══ EXCERPTED RECORDS

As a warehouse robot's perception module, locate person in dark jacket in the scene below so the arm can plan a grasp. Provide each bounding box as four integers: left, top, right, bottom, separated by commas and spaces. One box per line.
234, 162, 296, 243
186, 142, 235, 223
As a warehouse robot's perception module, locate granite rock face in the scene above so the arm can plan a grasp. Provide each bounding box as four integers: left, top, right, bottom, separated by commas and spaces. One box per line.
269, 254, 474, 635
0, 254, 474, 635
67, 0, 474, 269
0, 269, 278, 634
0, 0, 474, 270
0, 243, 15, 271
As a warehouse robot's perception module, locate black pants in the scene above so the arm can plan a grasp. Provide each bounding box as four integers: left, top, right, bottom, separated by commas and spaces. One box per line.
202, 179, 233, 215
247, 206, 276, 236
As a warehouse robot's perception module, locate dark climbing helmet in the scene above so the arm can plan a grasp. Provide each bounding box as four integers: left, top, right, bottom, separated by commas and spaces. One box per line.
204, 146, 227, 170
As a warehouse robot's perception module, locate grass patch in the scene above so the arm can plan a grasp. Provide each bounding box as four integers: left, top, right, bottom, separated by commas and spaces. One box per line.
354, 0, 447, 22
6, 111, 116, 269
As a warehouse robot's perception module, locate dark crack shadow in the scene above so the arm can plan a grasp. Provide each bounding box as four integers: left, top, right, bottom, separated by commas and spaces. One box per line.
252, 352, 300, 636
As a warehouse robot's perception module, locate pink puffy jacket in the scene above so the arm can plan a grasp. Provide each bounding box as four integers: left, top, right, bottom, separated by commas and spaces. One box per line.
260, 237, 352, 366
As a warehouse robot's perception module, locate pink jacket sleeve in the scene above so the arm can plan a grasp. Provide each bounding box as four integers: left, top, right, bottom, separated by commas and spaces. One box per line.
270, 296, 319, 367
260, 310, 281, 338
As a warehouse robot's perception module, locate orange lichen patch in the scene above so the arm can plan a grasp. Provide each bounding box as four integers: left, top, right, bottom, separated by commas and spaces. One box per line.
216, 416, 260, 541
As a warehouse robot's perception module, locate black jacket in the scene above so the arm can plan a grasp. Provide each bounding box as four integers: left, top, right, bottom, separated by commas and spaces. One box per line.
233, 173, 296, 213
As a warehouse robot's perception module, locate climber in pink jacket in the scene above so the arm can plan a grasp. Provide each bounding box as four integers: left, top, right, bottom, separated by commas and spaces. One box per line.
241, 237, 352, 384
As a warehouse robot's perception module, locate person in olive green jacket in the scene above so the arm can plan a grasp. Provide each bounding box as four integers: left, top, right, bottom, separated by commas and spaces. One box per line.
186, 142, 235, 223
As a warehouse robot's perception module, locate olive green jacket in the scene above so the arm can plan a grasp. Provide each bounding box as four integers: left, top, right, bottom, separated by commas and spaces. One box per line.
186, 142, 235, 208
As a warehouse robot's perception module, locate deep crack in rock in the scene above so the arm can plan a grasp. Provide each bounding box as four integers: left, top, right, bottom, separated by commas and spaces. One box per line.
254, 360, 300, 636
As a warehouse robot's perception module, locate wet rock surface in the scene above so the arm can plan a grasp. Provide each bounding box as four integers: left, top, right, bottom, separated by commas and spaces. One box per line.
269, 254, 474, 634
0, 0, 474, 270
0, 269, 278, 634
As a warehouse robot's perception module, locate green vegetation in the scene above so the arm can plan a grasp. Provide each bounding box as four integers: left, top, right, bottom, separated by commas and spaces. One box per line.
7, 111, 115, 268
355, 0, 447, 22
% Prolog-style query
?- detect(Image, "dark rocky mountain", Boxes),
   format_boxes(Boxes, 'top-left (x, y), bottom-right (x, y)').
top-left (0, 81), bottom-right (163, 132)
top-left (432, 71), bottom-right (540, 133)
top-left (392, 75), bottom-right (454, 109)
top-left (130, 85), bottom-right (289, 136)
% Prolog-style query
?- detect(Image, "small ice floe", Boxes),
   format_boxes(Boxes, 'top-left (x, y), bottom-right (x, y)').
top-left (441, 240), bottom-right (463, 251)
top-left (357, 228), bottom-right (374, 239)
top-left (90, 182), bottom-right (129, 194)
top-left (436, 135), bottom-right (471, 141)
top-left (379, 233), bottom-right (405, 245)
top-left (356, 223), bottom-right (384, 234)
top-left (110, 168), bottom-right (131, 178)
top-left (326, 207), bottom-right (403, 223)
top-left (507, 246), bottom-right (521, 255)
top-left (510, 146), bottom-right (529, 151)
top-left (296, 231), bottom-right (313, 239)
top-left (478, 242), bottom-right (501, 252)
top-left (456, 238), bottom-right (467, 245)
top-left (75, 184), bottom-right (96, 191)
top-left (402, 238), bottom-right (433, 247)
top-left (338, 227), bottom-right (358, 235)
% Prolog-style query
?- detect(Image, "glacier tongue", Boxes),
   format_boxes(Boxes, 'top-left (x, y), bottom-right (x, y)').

════

— TO BE DONE —
Rename "perception module" to "vision system" throughout the items and reproduce them otherwise unchanged.

— SOLUTION FOR THIS PROBLEM —
As a warehouse robot's vision system, locate person in dark jacket in the scene below so the arm can plan a grasp. Provide each bounding box as four integers: left, top, right, bottom, separated by commas and spaces. One box per line.
234, 162, 296, 243
186, 142, 235, 223
As a warehouse robot's vision system, locate granite rock face in the scene above so the arm can plan a grasp. Provide each bounding box as four integers: left, top, right, bottom, separated by commas and spaces. One box per line.
269, 254, 474, 635
0, 254, 474, 635
67, 0, 474, 269
0, 269, 278, 634
0, 0, 474, 270
0, 243, 15, 271
As a warehouse robot's vision system, locate black pants in the scene above so the arm can plan a grasp. Provide each bounding box as four integers: left, top, right, bottom, separated by commas and spaces. One box per line.
202, 179, 233, 215
247, 206, 276, 236
As a warehouse robot's vision system, locate dark climbing helmet in the scene above so the arm can plan a grasp. Provide each bounding box as four integers: left, top, right, bottom, separated by commas and spaces. One box per line.
204, 146, 227, 170
As a warehouse robot's vision system, locate grass patch in the scene above so the arm can plan a grasp. Provide each bounding box as four integers: left, top, right, bottom, separated by commas and spaces. One box per line.
354, 0, 447, 22
6, 111, 116, 269
As a warehouse robot's vision system, locate dark crack shadow in the scene above so the arm can plan a grasp. Provide each bounding box as four integers: left, top, right, bottom, separated by commas and spaces. One box per line.
252, 352, 300, 636
As a warehouse robot's vision system, locate pink puffy jacket in the scene above so the arm can plan a grasp. Provide each bounding box as four integers: left, top, right, bottom, separated by commas and spaces. One box per line.
260, 237, 352, 366
As a warehouse robot's vision system, locate pink jacket sleeve in the scene above so the arm can plan a grasp. Provide each bounding box as four integers: left, top, right, bottom, separated by commas and spaces. One box per line.
270, 296, 319, 367
260, 310, 281, 338
As a warehouse robot's vision system, locate orange lichen patch in the scene above so the arm can plan a grasp. Provide each bounding box as four integers: left, top, right, bottom, separated by commas and spaces. One box per line.
216, 416, 260, 541
As a warehouse robot's vision system, locate black jacket in the scene above so the arm can plan a grasp. Provide each bounding box as four integers: left, top, right, bottom, separated by commas and spaces. One box per line.
233, 173, 296, 213
As a warehouse robot's vision system, locate climber in pink jacket in the scene above so the arm can plan a grasp. Provide each bounding box as four integers: left, top, right, bottom, separated by commas and spaces. One box per line.
241, 237, 352, 384
As a warehouse robot's vision system, locate person in olive green jacket in the scene above so the arm can plan a grasp. Provide each bounding box as four integers: left, top, right, bottom, separated by commas and spaces. One box per line.
186, 142, 235, 223
As a warehouse robot's vision system, locate olive green jacket in the scene above so the arm can plan a grasp. Provide each bounding box as four integers: left, top, right, bottom, separated by commas and spaces. One box per line.
186, 142, 235, 208
As a warehouse robot's vision system, locate deep crack in rock in the scene above so the arm can plan a grasp. Provide each bounding box as four integers: left, top, right, bottom, separated by commas and spaces. One box per line.
254, 360, 300, 636
As a warehouse robot's vision system, locate wet rock surface in the scene above so the arm can plan a grasp. Provide each bounding box as four integers: left, top, right, bottom, separated by commas and spaces. One box per line.
269, 254, 474, 634
0, 0, 474, 270
0, 269, 278, 634
As a warehouse robot's vision system, locate green vegetation in the scene above so the arm can plan a grasp. Provide each bounding box as four integers: left, top, right, bottom, separated by commas and spaces. One box per line.
7, 111, 115, 268
355, 0, 447, 22
% Prolog-style query
?- detect(Image, "dark rocky mountain", Boxes),
   format_boxes(Boxes, 'top-left (x, y), bottom-right (x, y)').
top-left (0, 81), bottom-right (163, 132)
top-left (432, 71), bottom-right (540, 133)
top-left (392, 75), bottom-right (454, 109)
top-left (130, 85), bottom-right (289, 136)
% Prolog-style query
?- detect(Image, "small ice floe", Boxes),
   format_boxes(Boxes, 'top-left (x, y), bottom-right (x, y)').
top-left (441, 240), bottom-right (463, 251)
top-left (357, 228), bottom-right (374, 239)
top-left (90, 182), bottom-right (129, 194)
top-left (436, 135), bottom-right (471, 141)
top-left (379, 233), bottom-right (405, 245)
top-left (356, 223), bottom-right (384, 234)
top-left (110, 168), bottom-right (131, 178)
top-left (326, 207), bottom-right (403, 223)
top-left (507, 246), bottom-right (521, 255)
top-left (510, 146), bottom-right (529, 151)
top-left (296, 231), bottom-right (313, 239)
top-left (478, 242), bottom-right (501, 252)
top-left (456, 238), bottom-right (467, 245)
top-left (75, 184), bottom-right (96, 191)
top-left (402, 238), bottom-right (433, 247)
top-left (338, 227), bottom-right (358, 235)
% Prolog-style query
?- detect(Image, "glacier tongue", Boxes),
   format_boxes(Boxes, 'top-left (x, y), bottom-right (x, y)').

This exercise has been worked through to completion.